◆ Your instructions
Rewrite the material below in full, substituting "Labeling task" for every occurrence of "Annotation task" and keeping all other text unchanged.

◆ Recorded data
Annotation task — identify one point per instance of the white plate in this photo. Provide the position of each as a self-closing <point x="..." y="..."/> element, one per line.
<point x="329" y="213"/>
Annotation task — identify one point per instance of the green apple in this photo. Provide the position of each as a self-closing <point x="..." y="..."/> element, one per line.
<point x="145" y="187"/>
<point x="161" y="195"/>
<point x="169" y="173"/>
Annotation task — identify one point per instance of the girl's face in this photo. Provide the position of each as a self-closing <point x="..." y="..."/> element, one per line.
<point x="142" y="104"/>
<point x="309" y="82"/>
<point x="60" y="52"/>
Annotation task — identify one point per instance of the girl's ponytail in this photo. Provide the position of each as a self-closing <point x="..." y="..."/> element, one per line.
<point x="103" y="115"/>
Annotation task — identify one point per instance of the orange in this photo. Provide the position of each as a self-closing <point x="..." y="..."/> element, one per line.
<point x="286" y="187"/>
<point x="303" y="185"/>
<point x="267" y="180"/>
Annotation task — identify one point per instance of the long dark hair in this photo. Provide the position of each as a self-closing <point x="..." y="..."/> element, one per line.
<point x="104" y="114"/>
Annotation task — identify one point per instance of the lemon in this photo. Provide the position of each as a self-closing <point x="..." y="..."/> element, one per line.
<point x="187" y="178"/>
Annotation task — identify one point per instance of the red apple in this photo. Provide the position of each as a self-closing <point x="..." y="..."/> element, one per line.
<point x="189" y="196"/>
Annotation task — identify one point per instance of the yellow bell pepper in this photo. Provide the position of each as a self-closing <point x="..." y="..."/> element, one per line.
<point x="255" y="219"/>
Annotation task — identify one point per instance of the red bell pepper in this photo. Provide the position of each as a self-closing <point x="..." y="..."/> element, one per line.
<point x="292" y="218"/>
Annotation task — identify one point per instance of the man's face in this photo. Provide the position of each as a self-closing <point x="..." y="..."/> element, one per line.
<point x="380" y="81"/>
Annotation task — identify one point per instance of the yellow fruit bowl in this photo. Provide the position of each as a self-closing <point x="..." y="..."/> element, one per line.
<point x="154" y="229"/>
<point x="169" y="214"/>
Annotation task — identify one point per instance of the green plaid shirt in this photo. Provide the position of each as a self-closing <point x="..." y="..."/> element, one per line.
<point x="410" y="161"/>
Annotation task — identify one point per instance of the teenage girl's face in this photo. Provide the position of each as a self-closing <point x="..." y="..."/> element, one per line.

◆ Correct answer
Labeling task — identify one point per instance of the white plate in this photo. Provide the position of each as a self-closing <point x="..." y="..."/> element, one per line.
<point x="329" y="213"/>
Labeling task — identify one point per instance of the green apple in this photo. Provide the position of each as a self-closing <point x="..." y="..."/> element, one per line.
<point x="145" y="187"/>
<point x="161" y="195"/>
<point x="169" y="173"/>
Labeling task — identify one point per instance of the girl's face in this photo. Provide the position of each as a self-closing <point x="..." y="..."/> element, one per line.
<point x="142" y="104"/>
<point x="309" y="82"/>
<point x="60" y="52"/>
Labeling task — identify one point per instance of the girl's ponytail in this photo. Provide the position of each as a self-closing <point x="..." y="..."/> element, one per line.
<point x="103" y="115"/>
Labeling task — identify one point per instance of the orange in this photo. Provide the position of each as a self-closing <point x="..." y="..."/> element, one per line.
<point x="286" y="187"/>
<point x="303" y="185"/>
<point x="267" y="180"/>
Labeling task — identify one point per instance of the long dark hair in this photo. Provide the position of each as a self-closing <point x="..." y="..."/> element, one per line.
<point x="104" y="114"/>
Labeling task — identify one point per instance of the lemon in this photo. Provide the position of each as a self-closing <point x="..." y="..."/> element, one per line.
<point x="187" y="178"/>
Labeling task — identify one point per instance of the red apple in this photo. Provide the position of each as a self-closing <point x="..." y="..."/> element, one per line.
<point x="189" y="196"/>
Labeling task — identify one point per instance of the yellow bell pepper in this photo. Provide the position of each as a self-closing <point x="..." y="..."/> element, one per line.
<point x="255" y="219"/>
Labeling task — identify one point per instance of the red bell pepper in this photo. Provide the position of each as a self-closing <point x="..." y="..."/> element, one per line.
<point x="292" y="218"/>
Labeling task — identify one point per instance of the man's face in this photo. Provide the position of each as a self-closing <point x="..." y="..."/> element, one per line.
<point x="380" y="81"/>
Labeling task — identify one point per instance of the yellow fruit bowl in this photo. Provide the position of each as a self-closing <point x="..." y="..."/> element, one per line.
<point x="154" y="229"/>
<point x="169" y="214"/>
Labeling task — identify one point per instance of the green plaid shirt in this photo. Provide the position of each as a self-closing <point x="..." y="..."/> element, one per line.
<point x="410" y="161"/>
Labeling task — identify one point per instance of the teenage girl's face in this photo. Provide the position of each as a self-closing <point x="..." y="..."/> element, one per line.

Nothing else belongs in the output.